- **Provided information**:
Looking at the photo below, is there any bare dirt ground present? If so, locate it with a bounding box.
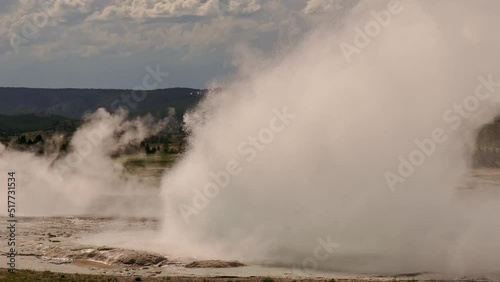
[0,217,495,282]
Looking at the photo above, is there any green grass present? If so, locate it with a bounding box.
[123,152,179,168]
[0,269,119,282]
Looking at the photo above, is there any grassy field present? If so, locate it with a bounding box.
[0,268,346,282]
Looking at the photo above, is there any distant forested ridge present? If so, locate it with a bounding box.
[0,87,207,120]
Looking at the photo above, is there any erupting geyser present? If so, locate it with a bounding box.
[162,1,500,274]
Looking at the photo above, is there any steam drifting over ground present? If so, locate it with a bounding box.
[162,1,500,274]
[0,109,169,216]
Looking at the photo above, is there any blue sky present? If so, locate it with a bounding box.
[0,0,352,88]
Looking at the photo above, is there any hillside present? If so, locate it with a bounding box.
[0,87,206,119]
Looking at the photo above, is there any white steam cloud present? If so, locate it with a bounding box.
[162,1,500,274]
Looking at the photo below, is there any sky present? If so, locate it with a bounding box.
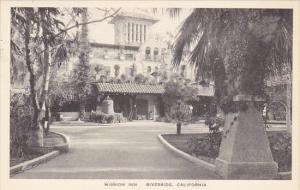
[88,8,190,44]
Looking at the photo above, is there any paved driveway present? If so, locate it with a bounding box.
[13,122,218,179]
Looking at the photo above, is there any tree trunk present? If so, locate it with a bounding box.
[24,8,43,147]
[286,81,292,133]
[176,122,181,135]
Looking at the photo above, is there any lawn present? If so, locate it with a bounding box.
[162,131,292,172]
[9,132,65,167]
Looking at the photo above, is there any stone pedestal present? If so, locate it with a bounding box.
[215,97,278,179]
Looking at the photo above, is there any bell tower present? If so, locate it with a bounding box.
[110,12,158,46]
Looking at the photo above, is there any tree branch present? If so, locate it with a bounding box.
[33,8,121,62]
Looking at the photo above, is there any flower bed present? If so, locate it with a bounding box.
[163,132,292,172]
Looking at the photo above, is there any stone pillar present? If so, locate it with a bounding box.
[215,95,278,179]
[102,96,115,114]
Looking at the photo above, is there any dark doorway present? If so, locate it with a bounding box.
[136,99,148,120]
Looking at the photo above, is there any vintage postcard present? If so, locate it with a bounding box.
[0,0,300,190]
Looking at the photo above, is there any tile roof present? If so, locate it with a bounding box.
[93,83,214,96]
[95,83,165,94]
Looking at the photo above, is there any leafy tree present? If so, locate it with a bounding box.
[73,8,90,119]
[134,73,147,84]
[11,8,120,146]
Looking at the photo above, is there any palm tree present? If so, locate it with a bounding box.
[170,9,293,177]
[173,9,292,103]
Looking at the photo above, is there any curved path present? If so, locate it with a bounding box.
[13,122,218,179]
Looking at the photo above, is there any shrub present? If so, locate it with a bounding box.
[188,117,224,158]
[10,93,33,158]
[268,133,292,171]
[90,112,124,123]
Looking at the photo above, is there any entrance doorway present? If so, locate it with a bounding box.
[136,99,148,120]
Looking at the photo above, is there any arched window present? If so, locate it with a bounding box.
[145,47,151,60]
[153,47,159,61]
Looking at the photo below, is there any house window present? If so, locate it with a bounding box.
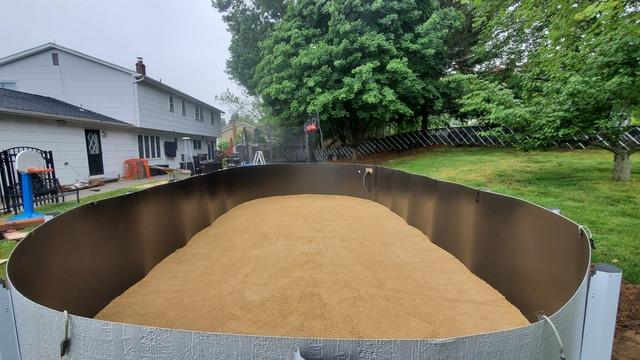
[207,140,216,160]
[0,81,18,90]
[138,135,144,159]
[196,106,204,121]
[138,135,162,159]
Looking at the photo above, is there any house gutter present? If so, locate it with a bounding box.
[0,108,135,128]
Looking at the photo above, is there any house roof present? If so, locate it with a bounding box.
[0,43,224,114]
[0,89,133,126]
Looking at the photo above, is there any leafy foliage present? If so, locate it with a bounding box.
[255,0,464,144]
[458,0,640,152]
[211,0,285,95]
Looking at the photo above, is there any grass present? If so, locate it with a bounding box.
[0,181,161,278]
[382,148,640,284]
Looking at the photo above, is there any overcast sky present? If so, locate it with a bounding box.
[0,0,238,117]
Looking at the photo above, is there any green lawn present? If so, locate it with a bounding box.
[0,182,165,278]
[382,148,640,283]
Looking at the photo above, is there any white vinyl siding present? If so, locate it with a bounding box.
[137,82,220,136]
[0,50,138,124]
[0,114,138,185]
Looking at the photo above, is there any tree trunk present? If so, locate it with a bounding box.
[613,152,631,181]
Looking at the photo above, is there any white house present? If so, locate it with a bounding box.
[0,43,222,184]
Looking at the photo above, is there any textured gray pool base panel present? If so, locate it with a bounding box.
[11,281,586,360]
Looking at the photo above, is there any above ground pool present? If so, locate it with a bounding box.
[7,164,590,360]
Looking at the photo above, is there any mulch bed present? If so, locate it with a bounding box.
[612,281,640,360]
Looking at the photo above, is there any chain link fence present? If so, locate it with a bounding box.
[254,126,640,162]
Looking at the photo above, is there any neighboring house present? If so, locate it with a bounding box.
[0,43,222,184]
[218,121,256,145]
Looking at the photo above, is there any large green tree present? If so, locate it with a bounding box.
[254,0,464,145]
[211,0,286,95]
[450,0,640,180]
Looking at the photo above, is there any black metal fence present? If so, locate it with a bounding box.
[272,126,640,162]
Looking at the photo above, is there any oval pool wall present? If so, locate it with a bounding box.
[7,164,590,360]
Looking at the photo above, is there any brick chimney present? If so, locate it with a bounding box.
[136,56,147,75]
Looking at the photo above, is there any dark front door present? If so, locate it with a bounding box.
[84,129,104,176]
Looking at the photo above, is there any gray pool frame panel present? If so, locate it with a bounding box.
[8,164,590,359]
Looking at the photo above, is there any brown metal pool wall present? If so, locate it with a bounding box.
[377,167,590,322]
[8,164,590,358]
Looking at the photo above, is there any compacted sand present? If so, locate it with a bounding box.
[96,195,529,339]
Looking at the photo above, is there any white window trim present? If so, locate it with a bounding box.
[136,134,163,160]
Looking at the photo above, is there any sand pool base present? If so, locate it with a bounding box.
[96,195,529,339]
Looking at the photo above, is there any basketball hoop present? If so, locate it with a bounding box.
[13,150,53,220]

- **Problem details**:
Reproduce verbatim the lines of the data above, beginning with the line that contains "Looking at the photo above, is there any black" and ending with the line that contains "[84,129,104,176]". Include both of those lines and nothing beyond them.

- **Exercise response**:
Looking at the photo above, is there any black metal fence present? If so, locate it with a bounding box.
[272,126,640,162]
Looking at the photo above, is there any oval pool wall present? If so, locate it with a bounding box.
[7,164,590,360]
Looking at the photo above, is there any brick chimney present? If so, locate it with a bounding box.
[136,56,147,75]
Looking at the photo above, is there any dark front door present? If so, locate it with a bounding box.
[84,129,104,176]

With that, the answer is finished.